■ Directions for this task:
Answer these questions about the forum post on salvation:
(a) What is the final result of the "long process" of salvation also called?
(b) Which verse does the post say speaks of being made holy here and now, not of glorification?
(c) What does the perfect tense indicate, according to the post?

Eternally Grateful
Well-Known Member
I have been saved (a completed action also known as justification or positional sanctification) rom 8, eph 2, titus 3, 2 tim 2Salvation, or "getting saved" is a long process. Which will end in the final result. Or glorification.
Is that true? If being made holy is a "long process" when Scripture in this rare instance uses a present tense, what are we to make of faith and belief and the New-Birth which are almost always in the present tense? Someone is apparently not saved today, it is a long process because God uses the present tense?
Hebrews 10:14 is not speaking of glorification, but being made holy here and now! The perfect tense tells us that by one offering, God has perfected (perfect tense, indicating a past action with continuing results up to this moment) forever, those who are (present tense) being made holy (now).

■ Provided data:
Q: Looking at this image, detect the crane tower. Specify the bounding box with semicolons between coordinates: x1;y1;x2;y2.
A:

■ Task solution:
(a) Glorification.
(b) Hebrews 10:14.
(c) A past action with continuing results up to this moment.